Document section>
※

Pedal to the Metal
Staffer Joe Donoghue strolls in, the aforementioned little jerk.
Unlike most Senate suites, the boss's office sits in the middle of everything -- not in some regal corner. No gatekeeper keeps his staff, junior and senior, from wandering through during the interview.
"Joe is bipolar and has had some severe alcohol problems as well," McCain tells a reporter. "He used to have hair. He has been accused several times of harassing interns. And he tried to pick me up this morning at the wrong end of goddamned National Airport."
This is a Full McCain Introduction, except that he leaves out the bit about Donoghue's prison work-release status. (Note to lawyers: He is kidding.)
McCain is wearing a wrinkled gray suit. Wisps of white hair stick up from the back of his head and his small pink face is heavy with fatigue. He has been hyperactive and hypervisible of late, even by his omnipresent norms:
He interrogated Donald Rumsfeld when the defense secretary came before the Senate Armed Services Committee on Friday. He condemned the negative tone of the presidential campaign, and his colleague Frank Lautenberg of New Jersey for comparing Vice President Cheney to a chicken. He railed against steroids in sports, Internet taxation and the conservative Sinclair Broadcast Group for refusing to air an edition of "Nightline" in which Ted Koppel read the names of the fallen in Iraq.

※

Direction 1> Translate this sentence from the McCain profile into Spanish: "McCain is wearing a wrinkled gray suit."
Direction 2> Pick up the McCain profile after its final sentence and write the next part.
The data that comes next is separate material and has no connection to the McCain profile.

※

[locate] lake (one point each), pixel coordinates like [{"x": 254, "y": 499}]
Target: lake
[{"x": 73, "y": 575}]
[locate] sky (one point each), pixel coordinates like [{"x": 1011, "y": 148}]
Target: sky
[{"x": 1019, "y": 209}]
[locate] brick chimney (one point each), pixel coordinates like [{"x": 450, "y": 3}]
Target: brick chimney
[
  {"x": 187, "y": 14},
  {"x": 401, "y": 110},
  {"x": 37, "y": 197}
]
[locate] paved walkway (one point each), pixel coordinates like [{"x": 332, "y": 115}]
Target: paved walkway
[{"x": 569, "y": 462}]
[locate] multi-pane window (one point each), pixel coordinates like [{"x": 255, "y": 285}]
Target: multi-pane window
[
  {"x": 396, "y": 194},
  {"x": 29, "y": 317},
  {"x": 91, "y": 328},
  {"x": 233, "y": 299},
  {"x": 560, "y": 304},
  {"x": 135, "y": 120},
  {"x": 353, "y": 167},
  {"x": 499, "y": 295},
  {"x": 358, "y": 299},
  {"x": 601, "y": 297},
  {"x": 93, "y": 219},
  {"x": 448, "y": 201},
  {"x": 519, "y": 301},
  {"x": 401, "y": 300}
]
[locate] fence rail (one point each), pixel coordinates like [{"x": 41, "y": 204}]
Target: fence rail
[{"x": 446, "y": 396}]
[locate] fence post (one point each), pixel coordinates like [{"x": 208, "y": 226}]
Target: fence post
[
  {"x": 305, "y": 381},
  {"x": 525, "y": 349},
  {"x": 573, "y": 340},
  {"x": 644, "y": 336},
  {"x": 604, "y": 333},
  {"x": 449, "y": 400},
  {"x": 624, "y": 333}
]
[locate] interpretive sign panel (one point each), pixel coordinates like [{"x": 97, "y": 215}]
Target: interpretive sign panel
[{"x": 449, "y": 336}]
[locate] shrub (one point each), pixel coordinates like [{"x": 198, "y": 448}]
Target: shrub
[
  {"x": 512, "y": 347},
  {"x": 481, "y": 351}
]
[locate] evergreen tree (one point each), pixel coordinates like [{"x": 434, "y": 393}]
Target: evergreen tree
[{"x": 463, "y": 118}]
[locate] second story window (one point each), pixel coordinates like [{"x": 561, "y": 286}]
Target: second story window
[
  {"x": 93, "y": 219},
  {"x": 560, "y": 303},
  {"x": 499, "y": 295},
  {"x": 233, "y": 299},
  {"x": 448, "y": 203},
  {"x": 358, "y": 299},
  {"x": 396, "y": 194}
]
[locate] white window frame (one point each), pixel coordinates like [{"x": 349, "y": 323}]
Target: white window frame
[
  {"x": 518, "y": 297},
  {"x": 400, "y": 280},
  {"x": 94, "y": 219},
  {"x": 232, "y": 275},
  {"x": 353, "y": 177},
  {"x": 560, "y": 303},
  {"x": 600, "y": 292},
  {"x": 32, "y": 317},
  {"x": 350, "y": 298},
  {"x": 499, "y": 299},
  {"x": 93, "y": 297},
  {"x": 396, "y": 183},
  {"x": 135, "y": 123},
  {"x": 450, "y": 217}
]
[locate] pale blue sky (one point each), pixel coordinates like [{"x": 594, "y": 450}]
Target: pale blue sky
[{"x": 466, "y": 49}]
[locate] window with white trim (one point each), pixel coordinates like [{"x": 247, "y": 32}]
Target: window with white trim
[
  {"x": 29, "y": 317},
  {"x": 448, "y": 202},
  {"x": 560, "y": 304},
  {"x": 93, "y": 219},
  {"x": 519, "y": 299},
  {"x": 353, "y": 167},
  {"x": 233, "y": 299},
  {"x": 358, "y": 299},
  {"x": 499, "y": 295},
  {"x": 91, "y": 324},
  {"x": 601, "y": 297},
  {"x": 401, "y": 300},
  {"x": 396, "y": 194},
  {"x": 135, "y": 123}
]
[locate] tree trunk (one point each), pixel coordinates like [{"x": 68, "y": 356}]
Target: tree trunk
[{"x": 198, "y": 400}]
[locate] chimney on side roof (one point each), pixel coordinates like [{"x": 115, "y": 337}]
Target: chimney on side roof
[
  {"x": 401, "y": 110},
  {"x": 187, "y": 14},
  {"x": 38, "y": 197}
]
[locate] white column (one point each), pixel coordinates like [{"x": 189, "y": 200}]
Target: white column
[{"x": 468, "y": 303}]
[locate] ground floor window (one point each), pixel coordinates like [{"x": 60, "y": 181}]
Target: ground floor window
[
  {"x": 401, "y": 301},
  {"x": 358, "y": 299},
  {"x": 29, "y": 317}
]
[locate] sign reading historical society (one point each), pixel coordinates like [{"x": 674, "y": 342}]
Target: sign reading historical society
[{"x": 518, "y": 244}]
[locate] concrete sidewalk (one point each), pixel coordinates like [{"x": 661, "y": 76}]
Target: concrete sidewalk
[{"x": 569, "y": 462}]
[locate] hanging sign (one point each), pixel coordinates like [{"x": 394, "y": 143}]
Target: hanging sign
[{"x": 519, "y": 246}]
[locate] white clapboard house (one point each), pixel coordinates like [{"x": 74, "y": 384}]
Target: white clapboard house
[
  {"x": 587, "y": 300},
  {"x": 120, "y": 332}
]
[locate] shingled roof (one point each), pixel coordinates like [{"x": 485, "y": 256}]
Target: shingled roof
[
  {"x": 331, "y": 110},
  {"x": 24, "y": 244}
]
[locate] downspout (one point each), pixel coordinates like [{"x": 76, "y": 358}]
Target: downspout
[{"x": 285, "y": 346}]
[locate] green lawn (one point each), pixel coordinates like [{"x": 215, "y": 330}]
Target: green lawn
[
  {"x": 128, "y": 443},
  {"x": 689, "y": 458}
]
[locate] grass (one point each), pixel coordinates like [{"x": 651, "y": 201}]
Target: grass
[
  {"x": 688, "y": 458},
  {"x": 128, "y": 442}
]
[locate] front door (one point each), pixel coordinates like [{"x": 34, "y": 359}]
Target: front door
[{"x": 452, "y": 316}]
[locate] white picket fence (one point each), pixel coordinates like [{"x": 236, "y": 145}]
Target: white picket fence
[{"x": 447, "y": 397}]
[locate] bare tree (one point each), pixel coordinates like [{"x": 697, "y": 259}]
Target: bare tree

※

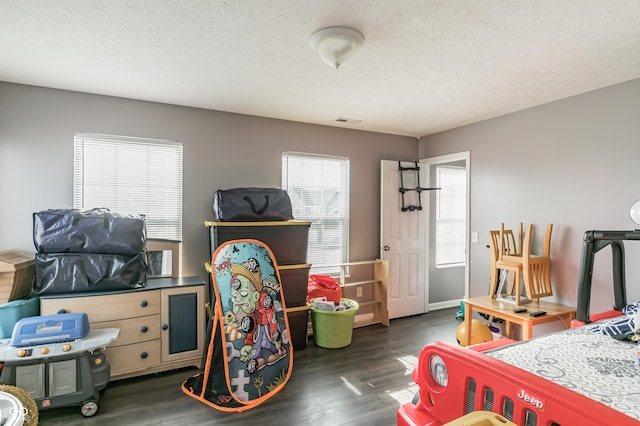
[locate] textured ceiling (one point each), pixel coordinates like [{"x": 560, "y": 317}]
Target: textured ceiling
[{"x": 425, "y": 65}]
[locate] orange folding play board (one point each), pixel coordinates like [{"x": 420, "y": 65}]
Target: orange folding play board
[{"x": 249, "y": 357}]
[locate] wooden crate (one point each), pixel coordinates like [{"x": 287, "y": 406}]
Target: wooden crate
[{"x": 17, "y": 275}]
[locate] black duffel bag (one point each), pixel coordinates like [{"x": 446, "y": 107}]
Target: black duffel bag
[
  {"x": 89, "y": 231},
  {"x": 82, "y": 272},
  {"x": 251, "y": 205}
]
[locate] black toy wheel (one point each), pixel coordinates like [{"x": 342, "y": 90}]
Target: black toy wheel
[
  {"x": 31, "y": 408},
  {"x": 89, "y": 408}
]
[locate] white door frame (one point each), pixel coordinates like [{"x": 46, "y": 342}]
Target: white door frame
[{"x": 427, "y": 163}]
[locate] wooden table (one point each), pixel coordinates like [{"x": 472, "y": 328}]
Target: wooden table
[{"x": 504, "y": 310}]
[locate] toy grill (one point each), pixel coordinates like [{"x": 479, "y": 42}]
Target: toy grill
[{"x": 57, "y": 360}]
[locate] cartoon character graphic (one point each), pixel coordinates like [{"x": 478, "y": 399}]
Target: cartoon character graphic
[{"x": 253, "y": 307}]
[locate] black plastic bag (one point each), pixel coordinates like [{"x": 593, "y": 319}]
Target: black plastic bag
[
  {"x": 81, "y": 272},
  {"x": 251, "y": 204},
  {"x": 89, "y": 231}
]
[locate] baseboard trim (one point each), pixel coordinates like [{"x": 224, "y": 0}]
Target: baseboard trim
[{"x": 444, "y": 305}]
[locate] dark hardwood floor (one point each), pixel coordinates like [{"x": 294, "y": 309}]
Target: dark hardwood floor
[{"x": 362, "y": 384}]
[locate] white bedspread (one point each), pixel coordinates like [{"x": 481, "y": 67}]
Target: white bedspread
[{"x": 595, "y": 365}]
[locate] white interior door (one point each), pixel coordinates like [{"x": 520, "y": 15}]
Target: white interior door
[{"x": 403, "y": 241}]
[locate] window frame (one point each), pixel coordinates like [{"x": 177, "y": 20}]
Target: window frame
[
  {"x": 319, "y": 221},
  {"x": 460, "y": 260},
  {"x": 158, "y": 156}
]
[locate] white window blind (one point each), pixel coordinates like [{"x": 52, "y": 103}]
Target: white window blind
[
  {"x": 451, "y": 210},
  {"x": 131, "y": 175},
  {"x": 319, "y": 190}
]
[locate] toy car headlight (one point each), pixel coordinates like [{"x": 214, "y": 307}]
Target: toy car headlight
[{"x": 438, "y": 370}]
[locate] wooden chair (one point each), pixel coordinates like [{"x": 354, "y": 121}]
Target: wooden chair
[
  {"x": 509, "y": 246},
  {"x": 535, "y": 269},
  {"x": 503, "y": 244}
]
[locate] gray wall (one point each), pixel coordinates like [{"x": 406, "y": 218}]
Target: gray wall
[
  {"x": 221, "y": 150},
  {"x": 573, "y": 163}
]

※

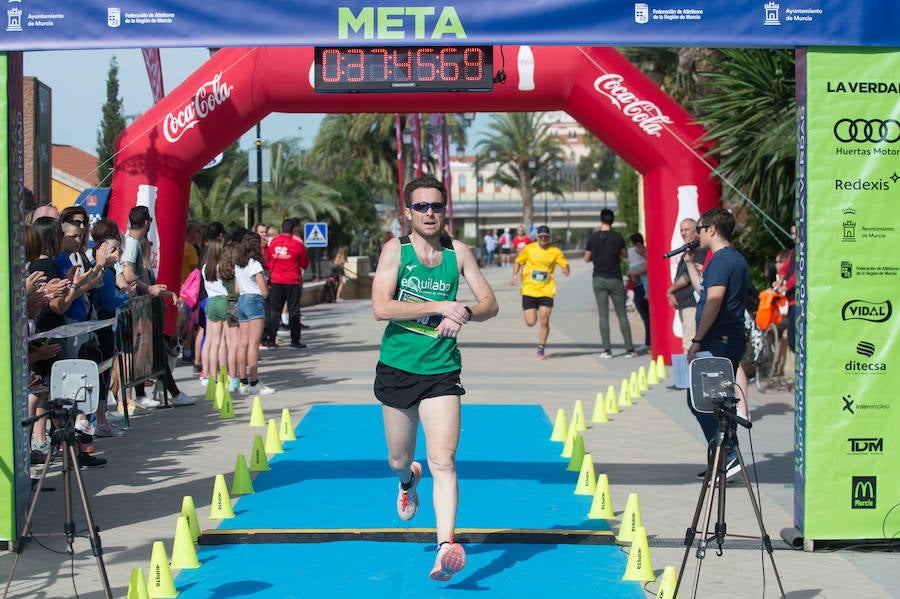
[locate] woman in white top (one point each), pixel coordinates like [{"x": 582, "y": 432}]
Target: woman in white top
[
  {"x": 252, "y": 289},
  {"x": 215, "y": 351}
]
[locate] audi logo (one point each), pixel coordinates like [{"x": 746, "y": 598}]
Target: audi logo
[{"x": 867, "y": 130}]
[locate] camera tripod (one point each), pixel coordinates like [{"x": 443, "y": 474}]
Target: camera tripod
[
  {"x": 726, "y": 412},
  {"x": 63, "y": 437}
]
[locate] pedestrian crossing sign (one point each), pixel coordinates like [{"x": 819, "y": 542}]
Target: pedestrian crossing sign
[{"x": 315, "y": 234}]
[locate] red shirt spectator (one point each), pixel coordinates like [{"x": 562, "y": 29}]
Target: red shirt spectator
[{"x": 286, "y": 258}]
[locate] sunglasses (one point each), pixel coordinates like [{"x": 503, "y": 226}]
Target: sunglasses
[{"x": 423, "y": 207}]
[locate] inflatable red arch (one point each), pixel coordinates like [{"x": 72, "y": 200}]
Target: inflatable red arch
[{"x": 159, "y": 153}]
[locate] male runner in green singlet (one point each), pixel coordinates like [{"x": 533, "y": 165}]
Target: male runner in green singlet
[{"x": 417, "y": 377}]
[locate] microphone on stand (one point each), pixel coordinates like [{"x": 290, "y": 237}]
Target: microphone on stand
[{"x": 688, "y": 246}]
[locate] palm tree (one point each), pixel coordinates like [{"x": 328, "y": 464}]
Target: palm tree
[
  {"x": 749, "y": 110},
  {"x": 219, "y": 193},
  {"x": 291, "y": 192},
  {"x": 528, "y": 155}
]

※

Expected answer 1> McCain lleva puesto un traje gris arrugado.

Expected answer 2>
McCain likes to tell you how busy he is. He tallies the interviews he's sat for, speeches he's given, people he's seen. He begins by telling you how "dead tired" he is and at what ridiculously early hour he began his day.
On a recent morning -- in which he says he awoke at 5 -- McCain boasts of all he's doing to promote his new book, "Why Courage Matters: The Way to a Braver Life." "I did Hannity alone and I did Hannity and Colmes together," McCain says, "so I figured I had the obligation to do Colmes alone, too."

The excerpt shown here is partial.